* STATED EXERCISE *
Please continue the article on the Pine Creek flooding near Halfway, Oregon, starting right after its final sentence.

* PASSAGE PROVIDED *

By Steve Frandzel
After major rainstorms, Pine Creek outside of Halfway, Oregon, floods surrounding farmland and threatens nearby homesteads and sewage holding lagoons.
Will Dickman and his fellow Expo team members considered several possible solutions to mitigate the flooding and presented their recommendations to the Oregon Department of Transportation.
The major cause of flooding is the 80-foot-long Highway 414 bridge over the creek, according to Dickman, who is receiving a degree in civil engineering this year. “The bridge severely restricts the creek’s flow and leads to much higher flooding than would occur if the bridge wasn’t there,” he explained. If the overflow reached the sewage lagoons, he added, the resulting pollution would damage the environment and threaten endangered fish that live in the stream.
The team evaluated three options: box culverts, French drains, and a ford crossing.

* AVAILABLE DATA *
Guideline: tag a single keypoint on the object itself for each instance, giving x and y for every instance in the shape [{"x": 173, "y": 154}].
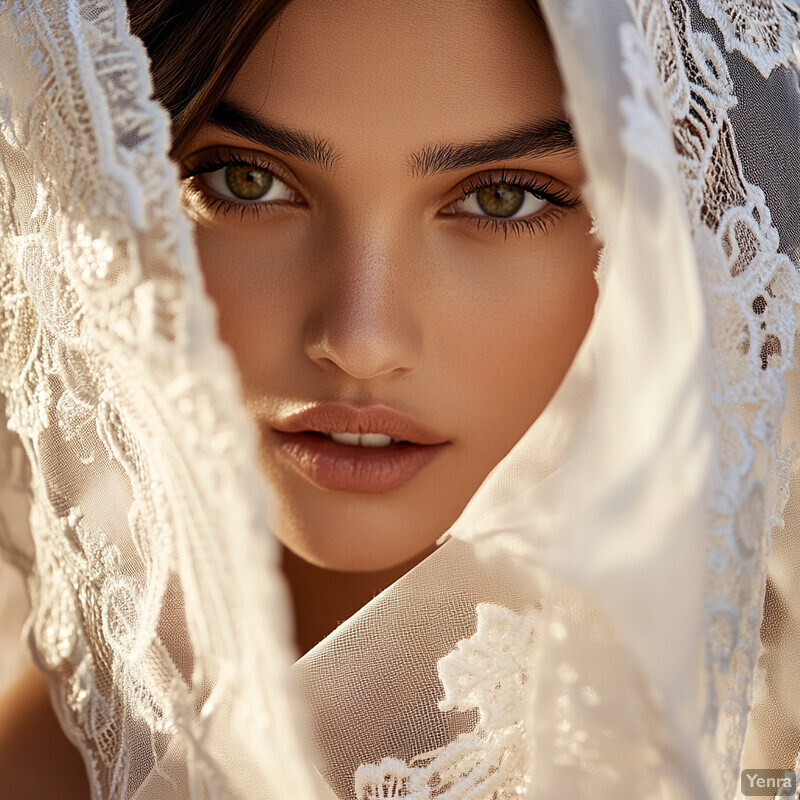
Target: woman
[{"x": 365, "y": 281}]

* RIGHT ANSWER *
Installing box culverts under the road would allow water to drain more quickly from flooded fields back into the creek, but the future engineers determined that the scope and cost of such a project was too large.
A series of French drains — gravel-filled trenches containing a perforated drain pipe — running perpendicular to the highway would open new routes for floodwaters to return to the streambed. The team determined, however, that an excessively high number of drains would be needed to markedly increase the flow. French drains are also susceptible to breaking from repeated freezing and thawing. They’re also uncommon in Oregon, so installation and maintenance would require high-cost specialized contractors.
The group favored a ford crossing. By lowering a section of the roadway just downstream of the creek, where it runs parallel to the roadway for a while, ODOT could create an 850-foot-long ford. When the creek floods, the excess water would flow over the roadway, but the maximum depth would reach no higher than six inches in all but the worst storms — low enough to allow safe passage of emergency vehicles. A system of warning signs and devices would be installed to prevent the public from accidentally entering the ford during flood events.
“There would still be flooding, we can’t negate that,” said Dickman. “But we can protect homes and the sewage lagoons by not having the highway restrict the flow of the creek.”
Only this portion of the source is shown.